Items from a dataset:
[Start of Attachment]

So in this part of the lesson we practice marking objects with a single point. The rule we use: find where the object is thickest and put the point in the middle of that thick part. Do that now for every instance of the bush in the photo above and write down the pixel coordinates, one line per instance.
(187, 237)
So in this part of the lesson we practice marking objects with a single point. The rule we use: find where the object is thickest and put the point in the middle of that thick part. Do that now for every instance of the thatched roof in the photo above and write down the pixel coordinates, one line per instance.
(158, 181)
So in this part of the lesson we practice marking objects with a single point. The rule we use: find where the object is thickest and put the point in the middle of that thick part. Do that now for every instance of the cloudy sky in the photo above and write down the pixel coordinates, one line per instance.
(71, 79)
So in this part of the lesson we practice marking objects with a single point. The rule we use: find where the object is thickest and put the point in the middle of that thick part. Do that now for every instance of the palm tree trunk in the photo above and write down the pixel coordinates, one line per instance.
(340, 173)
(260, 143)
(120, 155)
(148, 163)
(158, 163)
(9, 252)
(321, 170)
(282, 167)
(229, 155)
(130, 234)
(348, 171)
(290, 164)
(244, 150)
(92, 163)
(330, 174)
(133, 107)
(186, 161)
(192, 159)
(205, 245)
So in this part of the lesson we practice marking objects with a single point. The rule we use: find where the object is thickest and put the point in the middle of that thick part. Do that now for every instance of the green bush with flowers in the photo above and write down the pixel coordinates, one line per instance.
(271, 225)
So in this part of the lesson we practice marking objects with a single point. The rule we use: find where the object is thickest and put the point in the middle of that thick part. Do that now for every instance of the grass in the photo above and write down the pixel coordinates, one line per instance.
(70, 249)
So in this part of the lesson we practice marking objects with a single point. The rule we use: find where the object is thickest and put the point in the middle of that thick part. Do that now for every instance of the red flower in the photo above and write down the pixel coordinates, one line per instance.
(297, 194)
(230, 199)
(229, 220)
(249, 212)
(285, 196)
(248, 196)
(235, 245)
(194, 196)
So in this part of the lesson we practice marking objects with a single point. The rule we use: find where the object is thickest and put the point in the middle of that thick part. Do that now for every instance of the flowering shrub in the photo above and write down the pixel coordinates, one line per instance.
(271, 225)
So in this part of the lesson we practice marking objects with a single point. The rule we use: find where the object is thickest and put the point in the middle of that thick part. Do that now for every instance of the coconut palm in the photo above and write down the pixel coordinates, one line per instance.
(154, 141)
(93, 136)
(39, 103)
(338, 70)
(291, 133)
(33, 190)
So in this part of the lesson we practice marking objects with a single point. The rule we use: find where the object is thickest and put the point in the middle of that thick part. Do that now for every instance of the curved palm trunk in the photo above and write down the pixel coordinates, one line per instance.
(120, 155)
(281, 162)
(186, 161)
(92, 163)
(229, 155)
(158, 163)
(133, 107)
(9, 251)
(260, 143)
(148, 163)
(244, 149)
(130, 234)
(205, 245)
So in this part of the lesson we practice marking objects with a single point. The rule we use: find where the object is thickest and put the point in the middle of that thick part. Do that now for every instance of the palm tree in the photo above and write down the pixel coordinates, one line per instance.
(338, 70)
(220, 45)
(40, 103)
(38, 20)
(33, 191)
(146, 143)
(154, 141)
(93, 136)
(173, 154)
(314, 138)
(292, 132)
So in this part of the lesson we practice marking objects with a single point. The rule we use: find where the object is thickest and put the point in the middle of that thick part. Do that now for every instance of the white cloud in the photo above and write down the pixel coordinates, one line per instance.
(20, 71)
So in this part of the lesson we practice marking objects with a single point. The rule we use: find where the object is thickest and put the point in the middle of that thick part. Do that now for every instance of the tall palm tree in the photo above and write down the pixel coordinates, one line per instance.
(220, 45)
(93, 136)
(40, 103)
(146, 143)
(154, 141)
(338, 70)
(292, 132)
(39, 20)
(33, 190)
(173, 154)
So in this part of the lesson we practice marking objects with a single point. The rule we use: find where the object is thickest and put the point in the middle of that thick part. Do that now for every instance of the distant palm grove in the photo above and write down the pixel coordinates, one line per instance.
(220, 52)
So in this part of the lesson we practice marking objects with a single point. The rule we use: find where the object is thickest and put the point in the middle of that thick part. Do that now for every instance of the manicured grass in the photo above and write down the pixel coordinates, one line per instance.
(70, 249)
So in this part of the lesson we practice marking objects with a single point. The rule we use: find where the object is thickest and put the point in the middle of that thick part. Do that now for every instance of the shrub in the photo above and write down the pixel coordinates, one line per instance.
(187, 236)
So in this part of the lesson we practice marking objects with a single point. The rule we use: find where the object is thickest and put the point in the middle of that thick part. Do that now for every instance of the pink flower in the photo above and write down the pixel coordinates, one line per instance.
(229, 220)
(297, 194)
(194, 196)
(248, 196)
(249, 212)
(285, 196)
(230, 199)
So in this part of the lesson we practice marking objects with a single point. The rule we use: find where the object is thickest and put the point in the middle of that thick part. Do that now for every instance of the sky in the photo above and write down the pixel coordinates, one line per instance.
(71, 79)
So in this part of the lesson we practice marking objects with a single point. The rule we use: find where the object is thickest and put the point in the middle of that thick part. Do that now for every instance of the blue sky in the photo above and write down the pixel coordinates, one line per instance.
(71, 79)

[End of Attachment]

* [Task details]: The records above must be retyped in full, exactly as written.

* [Finished task]:
So in this part of the lesson we practice marking objects with a single point. The rule we use: find where the object is thickest and put the point in the middle of that thick part. Do that now for every instance of the bush in the photo above and write down the pixel coordinates, one line per instance.
(187, 237)
So in this part of the lesson we practice marking objects with a single point. The rule we use: find where the object is thickest and put the point in the middle of that thick part. Do that now for every instance of the thatched roof in the photo above and write down the pixel coordinates, one line per instance.
(158, 181)
So in this part of the lesson we practice marking objects with a single point. The rule we use: find where the object is thickest and put the point in the middle of that thick part. Do that now for every instance of the cloudy sky in the photo above and write down the pixel coordinates, one line per instance.
(71, 79)
So in this part of the lesson we practice marking objects with a single point. The rule we use: find where the object is thickest and put the point in the middle of that thick part. Do that now for every instance of the palm tree trunk in the photo above and write down the pixel coordinates, one line per instance.
(340, 173)
(260, 143)
(120, 155)
(148, 163)
(158, 163)
(9, 252)
(321, 170)
(282, 167)
(229, 155)
(130, 234)
(348, 171)
(290, 164)
(244, 150)
(92, 163)
(330, 174)
(133, 107)
(186, 161)
(192, 159)
(205, 245)
So in this part of the lesson we practice marking objects with a single point. The rule we use: find where the object is thickest and put the point in the middle of that thick part. Do that now for every instance of the green bush with flowers in the photo above and write down the pixel coordinates, one line per instance.
(271, 225)
So in this part of the lesson we practice marking objects with a single point. The rule we use: find where the object is thickest and put the point in the middle of that thick part. Do that now for every instance of the grass in the photo above and write down the pixel coordinates, one line per instance.
(70, 249)
So in this part of the lesson we practice marking objects with a single point. The rule we use: find where the object is thickest and put the point in the middle of that thick part. Do that now for every instance of the red flower in the photo above and write down the pixel coordinates, one line per instance.
(297, 194)
(230, 199)
(229, 220)
(249, 212)
(285, 196)
(248, 196)
(235, 245)
(194, 196)
So in this part of the lesson we practice marking objects with a single point. The rule we use: find where the object is thickest and put the point in the middle of that thick part. Do that now for every instance of the flowering shrub in the photo above and write down the pixel coordinates, one line per instance.
(271, 225)
So in this part of the lesson we practice marking objects with a single point. The rule we use: find where the object is thickest and put the point in the middle of that thick part. Do that now for every instance of the coconut palm in the photo above and write down the pixel coordinates, one line per instance.
(154, 141)
(93, 136)
(39, 103)
(338, 70)
(291, 133)
(33, 190)
So in this part of the lesson we practice marking objects with a single point. The rule we use: find where the object is thickest and put the point in the middle of that thick part. Do that now for every instance of the curved palm trunk in the photo above and write down the pixel coordinates, one line per instance.
(120, 155)
(281, 162)
(186, 161)
(92, 163)
(229, 155)
(158, 163)
(133, 107)
(9, 251)
(260, 143)
(148, 163)
(244, 149)
(130, 234)
(205, 245)
So in this part of the lesson we practice marking objects with a single point. The rule we use: find where the object is thickest and put the point in the middle of that thick part. Do that now for every instance of the palm tree in the photo above and write down the pixel coordinates, one line per instance.
(338, 70)
(220, 45)
(40, 103)
(38, 20)
(33, 191)
(146, 143)
(154, 141)
(93, 136)
(173, 154)
(314, 138)
(292, 132)
So in this part of the lesson we practice marking objects with a single point. The rule we use: find where the object is thickest and put the point in the middle of that thick part. Do that now for every instance of the white cloud in the photo above and write down the pixel coordinates, one line per instance.
(20, 71)
So in this part of the lesson we practice marking objects with a single point. The rule we use: find where the object is thickest and put the point in the middle of that thick part. Do that now for every instance of the tall palm tree in the photo above and write down the pixel coordinates, one line per instance.
(220, 45)
(93, 136)
(40, 103)
(146, 143)
(154, 141)
(338, 70)
(292, 132)
(39, 20)
(33, 190)
(173, 154)
So in this part of the lesson we practice marking objects with a single point. The rule we use: find where the object is thickest and put the point in the middle of that thick part. Do that now for every instance of the distant palm grove in the photo above and write down the pixel coordinates, one line per instance.
(220, 52)
So in this part of the lesson we practice marking objects with a single point. The rule we use: find where the object is thickest and put the point in the middle of that thick part. Do that now for every instance of the manicured grass in the photo above and write down the pixel coordinates, one line per instance.
(70, 249)
So in this part of the lesson we practice marking objects with a single point. The rule we use: find where the object is thickest and put the point in the middle of that thick part. Do that now for every instance of the shrub in the photo above and write down the pixel coordinates, one line per instance.
(187, 236)
So in this part of the lesson we practice marking objects with a single point. The rule we use: find where the object is thickest and put the point in the middle of that thick part. Do that now for every instance of the pink flower in the photo above and write down the pixel coordinates, one line per instance.
(229, 220)
(297, 194)
(194, 196)
(248, 196)
(249, 212)
(285, 196)
(230, 199)
So in this part of the lesson we practice marking objects with a single point. The rule we use: find where the object is thickest and put the point in the middle of that thick part. Do that now for every instance of the sky in the photo above and write down the pixel coordinates, one line per instance.
(71, 79)
So in this part of the lesson we practice marking objects with a single point. The rule we use: find where the object is thickest and put the point in the middle of that thick part. Do that now for every instance of the blue sky in the photo above and write down the pixel coordinates, one line per instance.
(71, 79)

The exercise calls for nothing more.